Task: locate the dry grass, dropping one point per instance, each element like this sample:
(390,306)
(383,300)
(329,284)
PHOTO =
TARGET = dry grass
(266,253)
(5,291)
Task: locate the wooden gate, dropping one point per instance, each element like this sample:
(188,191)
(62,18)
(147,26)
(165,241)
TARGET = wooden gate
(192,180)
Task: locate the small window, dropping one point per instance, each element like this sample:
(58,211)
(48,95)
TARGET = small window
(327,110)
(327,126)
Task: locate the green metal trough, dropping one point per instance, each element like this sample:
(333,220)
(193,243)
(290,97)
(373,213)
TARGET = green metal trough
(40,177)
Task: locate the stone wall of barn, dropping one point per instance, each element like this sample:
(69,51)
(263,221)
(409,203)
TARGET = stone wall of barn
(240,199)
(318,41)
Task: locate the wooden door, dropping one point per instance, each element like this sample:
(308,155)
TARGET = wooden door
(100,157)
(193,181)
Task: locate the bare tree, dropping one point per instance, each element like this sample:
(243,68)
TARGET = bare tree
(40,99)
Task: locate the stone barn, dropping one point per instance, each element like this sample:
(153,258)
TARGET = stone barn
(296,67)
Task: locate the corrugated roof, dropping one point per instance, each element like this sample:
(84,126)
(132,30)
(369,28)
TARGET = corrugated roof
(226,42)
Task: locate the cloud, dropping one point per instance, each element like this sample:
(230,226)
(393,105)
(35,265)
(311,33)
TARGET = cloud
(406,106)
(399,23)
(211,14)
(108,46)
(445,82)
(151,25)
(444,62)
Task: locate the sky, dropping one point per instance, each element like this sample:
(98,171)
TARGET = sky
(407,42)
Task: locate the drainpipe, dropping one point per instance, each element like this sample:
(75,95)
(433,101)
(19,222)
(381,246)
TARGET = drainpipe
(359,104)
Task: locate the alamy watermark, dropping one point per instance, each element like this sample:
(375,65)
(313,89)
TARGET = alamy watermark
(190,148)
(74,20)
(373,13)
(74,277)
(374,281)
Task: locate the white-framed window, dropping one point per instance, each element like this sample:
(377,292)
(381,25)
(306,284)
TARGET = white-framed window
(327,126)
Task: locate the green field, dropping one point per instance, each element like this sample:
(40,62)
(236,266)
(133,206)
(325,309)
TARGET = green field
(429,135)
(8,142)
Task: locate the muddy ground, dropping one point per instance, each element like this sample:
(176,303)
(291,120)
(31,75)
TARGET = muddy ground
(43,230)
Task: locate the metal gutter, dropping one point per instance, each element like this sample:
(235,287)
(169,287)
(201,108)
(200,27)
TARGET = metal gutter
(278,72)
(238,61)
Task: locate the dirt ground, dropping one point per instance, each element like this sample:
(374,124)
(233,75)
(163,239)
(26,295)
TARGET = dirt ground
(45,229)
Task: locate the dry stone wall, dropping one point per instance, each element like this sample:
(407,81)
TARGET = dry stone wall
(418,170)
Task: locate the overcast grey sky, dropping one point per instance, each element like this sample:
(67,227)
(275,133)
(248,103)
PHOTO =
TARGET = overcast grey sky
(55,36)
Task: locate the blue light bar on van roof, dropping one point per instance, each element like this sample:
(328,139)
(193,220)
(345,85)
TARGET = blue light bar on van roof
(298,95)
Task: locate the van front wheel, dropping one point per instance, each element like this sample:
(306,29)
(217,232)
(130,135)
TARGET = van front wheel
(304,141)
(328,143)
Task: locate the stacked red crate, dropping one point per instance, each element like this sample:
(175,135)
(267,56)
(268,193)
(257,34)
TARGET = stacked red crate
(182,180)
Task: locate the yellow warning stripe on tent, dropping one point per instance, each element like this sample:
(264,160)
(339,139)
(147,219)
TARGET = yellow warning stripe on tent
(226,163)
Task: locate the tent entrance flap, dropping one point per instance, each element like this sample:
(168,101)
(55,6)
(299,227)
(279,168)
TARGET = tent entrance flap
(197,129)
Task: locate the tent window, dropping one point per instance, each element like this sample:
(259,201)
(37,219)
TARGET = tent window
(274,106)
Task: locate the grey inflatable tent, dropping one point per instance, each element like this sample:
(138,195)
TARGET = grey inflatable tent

Description of the task
Every line in the entries above that has the word "inflatable" should be identified and copied.

Task response
Task: locate the grey inflatable tent, dropping one point per instance, each element like this sample:
TARGET = grey inflatable tent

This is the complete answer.